## ТЕКСТ
А сколько преступных посягательств, совершенных в мирное время в сфере промышленного и земледельческого населения, породил военный обычай насиловать и грабить в военное время, считавшийся как бы правом войны?
Из всего этого вовсе не следует, что было время, даже в эпохи самые варварские, когда убийство, воровство, изнасилование и поджигательство были исключительной монополией высших слоев нации; но это доказывает, что когда человек, принадлежащий к низшим слоям, оказывается убийцей, вором, stuprator’ом или подражателем, он выгодно отличается от других благодаря внушаемому им ужасу, – в некотором отношении облагораживался и, так сказать, со взломом входил в правящие круги. Во время варварства, то есть общественной неурядицы, раздробленности и хронической враждебности, всякий деятельный, предприимчивый и отважный человек стремится сделаться главой шайки, как в эпоху мира и тесной общественной жизни он хочет быть главой дома. Затем, если его преступный промысел имеет успех, он уже хочет заставить величать себя королем, как что сделал каламбрийский разбойник Маркой, провозгласивший себя в 1560 году королем. Этот факт, часто наблюдаемый в Италии, может отчасти служить объяснением происхождения не только христианского, но и всякого другого феодализма, например, греческого и индусского[5].

## ЗАДАНИЯ ДЛЯ ВЫПОЛНЕНИЯ
• a. Ответьте по тексту на вопросы:
(i) Какой военный обычай считался как бы правом войны?
(ii) Кем во время варварства стремится сделаться всякий деятельный, предприимчивый и отважный человек?
(iii) В каком году разбойник Маркой провозгласил себя королем?
• b. Выпишите из текста отрывок, начав со слов «А сколько преступных» и остановившись после слов «бы правом войны?».
• c. Определите, согласуются ли с текстом следующие утверждения:
(i) В эпоху мира и тесной общественной жизни человек хочет быть главой дома.
(ii) Текст утверждает, что в варварские эпохи убийство и воровство были исключительной монополией высших слоев нации.
(iii) Факт, о котором идет речь, часто наблюдается в Италии.
Записи никак не связаны с текстом.

## ДАННЫЕ ЗАПИСЕЙ
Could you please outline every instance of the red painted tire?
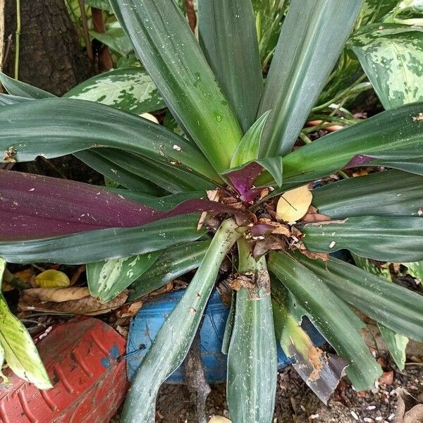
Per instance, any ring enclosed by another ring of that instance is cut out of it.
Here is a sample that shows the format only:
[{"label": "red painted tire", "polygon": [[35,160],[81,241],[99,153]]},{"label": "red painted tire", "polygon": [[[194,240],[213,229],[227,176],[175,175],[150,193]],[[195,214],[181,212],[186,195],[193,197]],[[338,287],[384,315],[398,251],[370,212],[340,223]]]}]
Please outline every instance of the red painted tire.
[{"label": "red painted tire", "polygon": [[0,387],[2,423],[107,423],[128,391],[125,339],[101,320],[60,324],[37,344],[54,384],[39,391],[10,372]]}]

## СПИСОК ОТВЕТОВ
• a.
(i) Обычай насиловать и грабить в военное время.
(ii) Главой шайки.
(iii) В 1560 году.

• b.
А сколько преступных посягательств, совершенных в мирное время в сфере промышленного и земледельческого населения, породил военный обычай насиловать и грабить в военное время, считавшийся как бы правом войны?

• c.
(i) Да: «как в эпоху мира и тесной общественной жизни он хочет быть главой дома».
(ii) Нет: «Из всего этого вовсе не следует, что было время, даже в эпохи самые варварские, когда убийство, воровство, изнасилование и поджигательство были исключительной монополией высших слоев нации».
(iii) Да: «Этот факт, часто наблюдаемый в Италии».